The exercise |
Convert the stretch from the start of the records through the line containing "338L264 331L260 330L260" into a two-column CSV with the columns input and output, one row per record. Put each field in quotes, replace line breaks with spaces, and leave the pictures out.

## BEGIN Supplied material

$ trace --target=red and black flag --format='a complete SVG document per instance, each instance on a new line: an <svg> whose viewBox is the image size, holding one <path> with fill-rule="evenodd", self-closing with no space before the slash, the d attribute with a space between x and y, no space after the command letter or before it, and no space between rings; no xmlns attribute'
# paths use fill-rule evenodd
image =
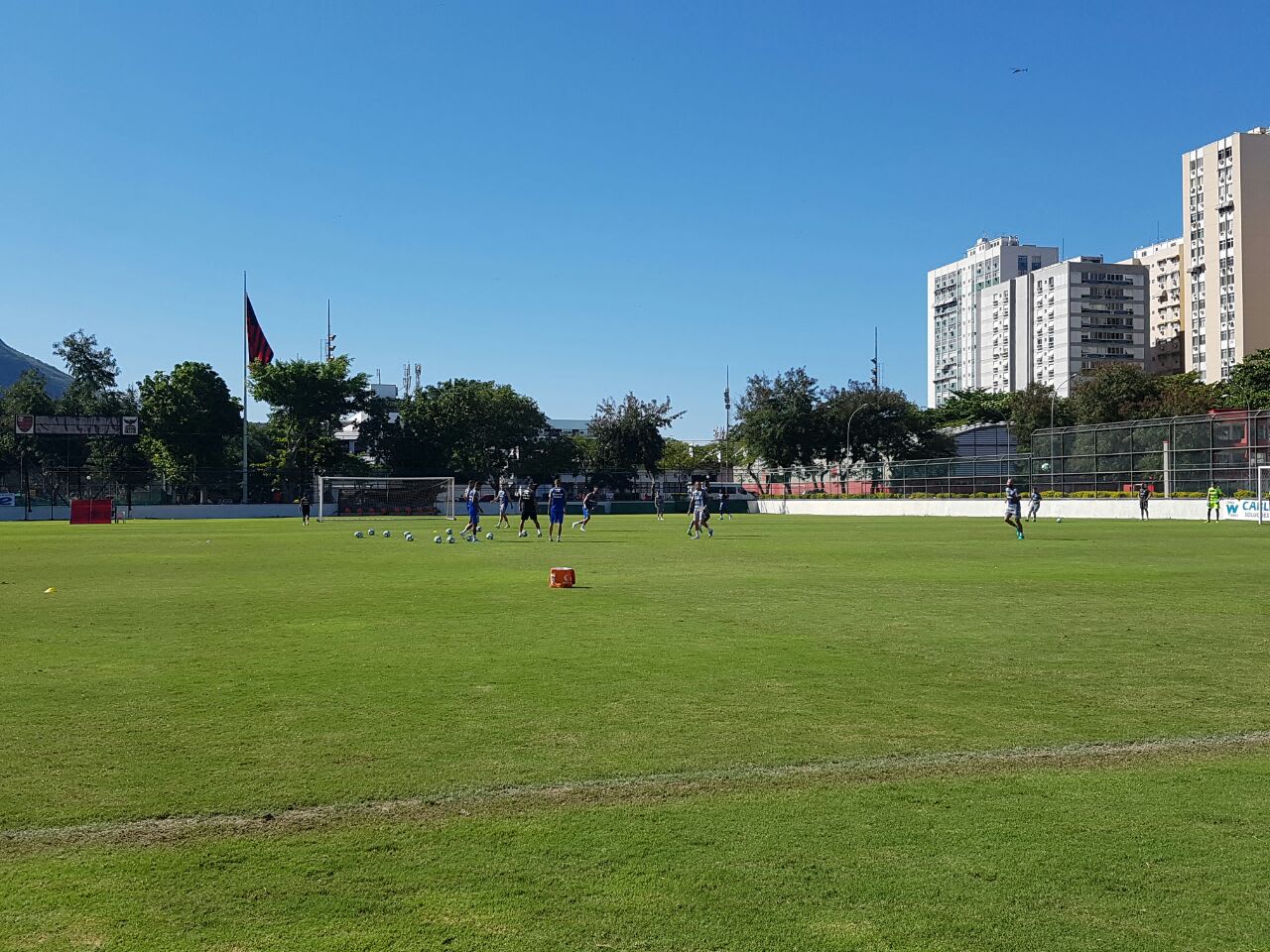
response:
<svg viewBox="0 0 1270 952"><path fill-rule="evenodd" d="M264 338L264 331L260 330L260 321L255 319L255 308L251 307L251 298L243 292L243 312L246 316L246 359L248 363L254 363L259 360L260 363L269 363L273 360L273 348L269 347L269 341Z"/></svg>

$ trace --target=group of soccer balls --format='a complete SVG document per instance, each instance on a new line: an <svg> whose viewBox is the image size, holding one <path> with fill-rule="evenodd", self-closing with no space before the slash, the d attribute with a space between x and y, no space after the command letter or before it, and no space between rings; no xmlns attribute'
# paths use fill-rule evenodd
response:
<svg viewBox="0 0 1270 952"><path fill-rule="evenodd" d="M366 532L362 532L361 529L358 529L357 532L353 533L353 538L366 538L367 536L373 536L373 534L375 534L375 529L367 529ZM384 532L380 533L380 534L384 538L392 538L392 531L391 529L384 529ZM413 532L405 532L405 533L401 534L401 538L404 538L406 542L414 542L414 533ZM446 529L446 534L444 536L433 536L432 541L436 542L438 546L441 543L443 543L443 542L448 542L448 543L453 545L458 538L460 537L455 536L455 531L453 529ZM480 537L476 536L476 533L472 533L471 536L462 536L461 538L464 539L464 542L480 542ZM490 542L493 542L494 541L494 533L493 532L486 532L485 533L485 538L488 538Z"/></svg>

## END Supplied material

Exercise output |
input,output
"$ trace --target=red and black flag --format='a complete SVG document per instance, each instance on a new line: an <svg> whose viewBox is the image size, holding one <path> with fill-rule=""evenodd"", self-closing with no space before the slash, the d attribute with a space between x and y, no space after the command letter or before it, and no space between rings; no xmlns attribute' # paths use fill-rule evenodd image = response:","<svg viewBox=""0 0 1270 952""><path fill-rule=""evenodd"" d=""M264 338L264 331L260 330L260 321L255 319L255 308L251 307L251 298L243 292L243 312L246 316L246 359L248 363L254 363L259 360L260 363L269 363L273 360L273 348L269 347L269 341Z""/></svg>"